Excerpted passage:
- - -

If you’ve never watched the movie Gattaca, it really should be on your list of top films to view this year. Gattaca came out fifteen years ago featuring a society that embraced genetically enhanced children through new biotechnology. At the time, such a notion was purely science fiction. Today you might be shocked to see how much of the biotechnological advancements in the film are now a reality. (Trivia fact: the letters in Gattaca, G – A – T – C, come from the bases in the DNA double-helix: guanine, adenine, thymine and cytosine.)
The main character in the film is Vincent, played by Ethan Hawke. He is one of the last “natural” babies born into a sterile, genetically-enhanced world, where life expectancy and disease likelihood are ascertained at birth. A natural baby was one conceived the old-fashioned way, via male to female sexual intercourse.
Vincent’s antithesis is Jerome, played by Jude Law. Jerome is the genetically superior or gene-rich person created in the lab with all the benefits of modern biotechnology. Sadly, because of an accident, he is paralyzed and lives out his life in a wheelchair. The film pits Vincent against a societal caste system that denies him certain rights, privileges, and opportunities because he’s of a lesser status than Jerome, who up until his accident had led a privileged life.
As a fan of Gattaca, I read with much interest Bruce Goldman’s blog piece, The end of sex?. Goldman, a science writer at Stanford, sat in on Stanford law professor Hank Greely’s talk titled “The End of Sex.” Goldman’s post reported on Greely’s bold assertion that within the next fifty years the majority of babies in developed countries will be made in the lab. Greely assumes, like the writer of Gattaca, that no one will want to leave nature to chance and have natural babies.
Some, perhaps even Greely, would go even further and say it is our duty to use these technologies to insure that society isn’t burdened with natural babies who may come with all those annoying things like disease, the wrong height, hair or eye color, sex, or be of only average intelligence.
Goldman reports that Greely says that as these technologies advance, the costs will go down. Soon, “tossing a measly $5K into the kitty for prenatal genetic diagnosis to predict other, not strictly medical traits from height to sociability to IQ will prove irresistible for people already ready to fork over an extra twenty grand a year for the right preschool.” (Emphasis mine)

- - -

Source records
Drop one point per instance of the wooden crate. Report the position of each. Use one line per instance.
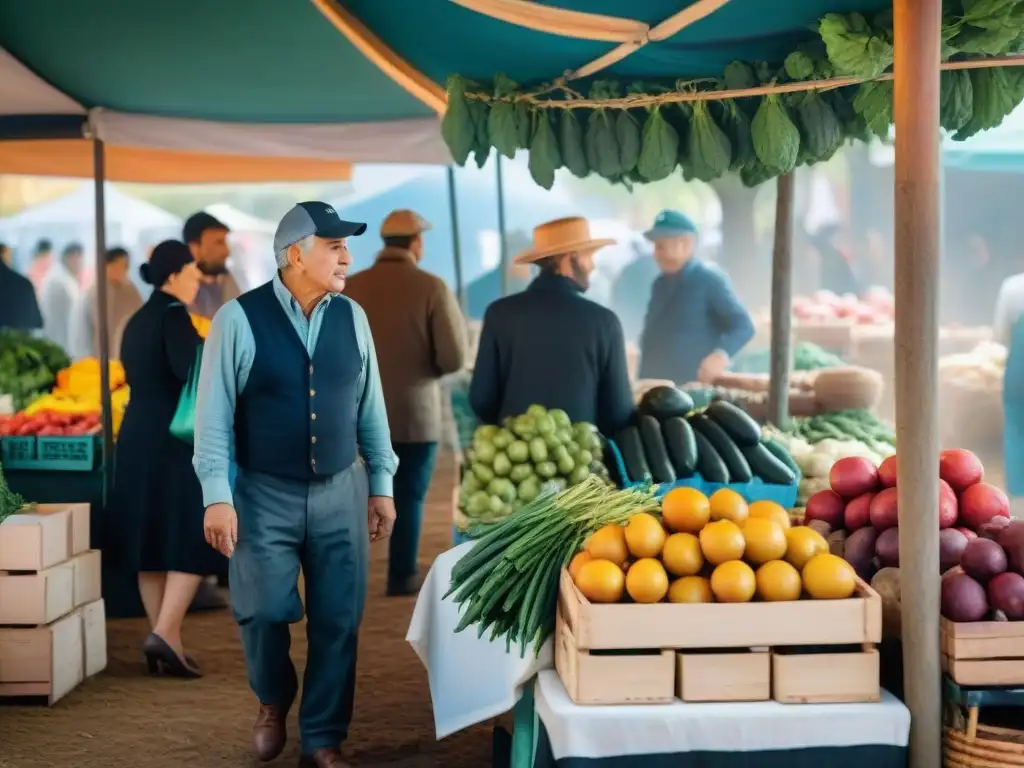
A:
(35, 542)
(78, 519)
(742, 675)
(31, 599)
(45, 662)
(88, 583)
(612, 678)
(93, 637)
(802, 676)
(983, 653)
(855, 621)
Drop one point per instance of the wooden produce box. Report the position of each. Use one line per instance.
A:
(803, 676)
(738, 676)
(78, 519)
(93, 637)
(46, 662)
(983, 653)
(35, 542)
(608, 678)
(595, 627)
(38, 598)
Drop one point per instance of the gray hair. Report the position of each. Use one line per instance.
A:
(304, 246)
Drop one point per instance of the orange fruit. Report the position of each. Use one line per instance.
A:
(690, 590)
(644, 536)
(578, 562)
(828, 577)
(608, 543)
(685, 510)
(601, 582)
(772, 511)
(765, 540)
(682, 555)
(803, 544)
(726, 504)
(733, 582)
(777, 581)
(722, 541)
(646, 581)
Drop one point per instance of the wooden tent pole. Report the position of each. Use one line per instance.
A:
(781, 304)
(918, 34)
(99, 182)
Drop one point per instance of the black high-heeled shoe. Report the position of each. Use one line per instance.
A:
(161, 658)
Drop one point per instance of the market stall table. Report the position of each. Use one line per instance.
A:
(765, 734)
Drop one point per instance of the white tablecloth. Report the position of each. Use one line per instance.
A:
(757, 726)
(471, 680)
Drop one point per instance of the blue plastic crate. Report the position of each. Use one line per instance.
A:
(756, 491)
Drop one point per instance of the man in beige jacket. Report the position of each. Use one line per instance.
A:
(420, 336)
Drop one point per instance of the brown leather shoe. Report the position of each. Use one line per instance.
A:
(327, 757)
(269, 732)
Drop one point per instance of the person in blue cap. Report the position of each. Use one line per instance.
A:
(290, 386)
(694, 323)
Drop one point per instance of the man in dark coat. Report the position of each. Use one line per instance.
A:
(551, 346)
(694, 322)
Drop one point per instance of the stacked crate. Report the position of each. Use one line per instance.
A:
(52, 623)
(801, 651)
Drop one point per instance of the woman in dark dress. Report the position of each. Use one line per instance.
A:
(157, 504)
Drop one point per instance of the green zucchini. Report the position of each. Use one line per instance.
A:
(631, 446)
(779, 452)
(654, 451)
(768, 467)
(736, 423)
(739, 470)
(710, 464)
(681, 444)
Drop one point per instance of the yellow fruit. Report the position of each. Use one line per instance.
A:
(646, 581)
(777, 580)
(765, 540)
(726, 504)
(685, 510)
(578, 561)
(722, 541)
(682, 555)
(601, 581)
(803, 544)
(772, 511)
(690, 590)
(608, 543)
(733, 582)
(644, 536)
(828, 578)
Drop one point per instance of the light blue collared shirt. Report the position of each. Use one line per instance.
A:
(227, 358)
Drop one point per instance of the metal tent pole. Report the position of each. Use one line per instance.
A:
(99, 179)
(502, 241)
(460, 287)
(918, 216)
(781, 304)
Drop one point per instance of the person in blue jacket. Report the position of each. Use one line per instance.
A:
(694, 324)
(290, 385)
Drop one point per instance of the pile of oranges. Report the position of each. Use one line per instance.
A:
(710, 550)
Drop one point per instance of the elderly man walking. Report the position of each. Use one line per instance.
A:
(422, 337)
(290, 385)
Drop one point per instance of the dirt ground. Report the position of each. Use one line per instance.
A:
(122, 718)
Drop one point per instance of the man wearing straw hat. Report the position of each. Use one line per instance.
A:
(694, 322)
(551, 346)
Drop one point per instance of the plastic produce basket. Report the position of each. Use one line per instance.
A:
(756, 491)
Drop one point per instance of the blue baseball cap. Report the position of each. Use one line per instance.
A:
(671, 224)
(314, 218)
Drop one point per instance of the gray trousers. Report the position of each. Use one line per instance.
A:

- - -

Tasks to perform:
1/ List the DNA bases named in the trivia fact of the passage about Gattaca.
2/ Proceed with the passage about Gattaca and Greely's predictions, picking up after its final sentence.
The source records have no connection to the text.

Answer section:
1/ Guanine, adenine, thymine, and cytosine.

2/
One attendee of the seminar, who contacted me privately by email, was extremely unnerved by what she described as Greely’s pleasure that this was the way things were headed, and his condescension at “pro-lifers who will hate this” and “won’t even see it coming.” Why will pro-lifers miss this? Because it won’t start out like Gattaca or Huxley’s Brave New World, but will slip in unnoticed when some sympathetic young couple can’t have their own children because the wife has ovarian cancer. More and more options will be made available to the couple until Gattaca’s science fiction becomes broadly accepted.
That’s how it plays out in Gattaca—a sweet, young, married couple’s first child was born with a heart defect. They find themselves in the doctor’s office being offered all sorts of enhancements and options for making their next baby. They seem hesitant and even tell the doctor they want to leave “some things to chance,” but the doctor reminds them how important it is to give their child the best advantage right from the very beginning.
And what good parent doesn’t want the “best” for their child?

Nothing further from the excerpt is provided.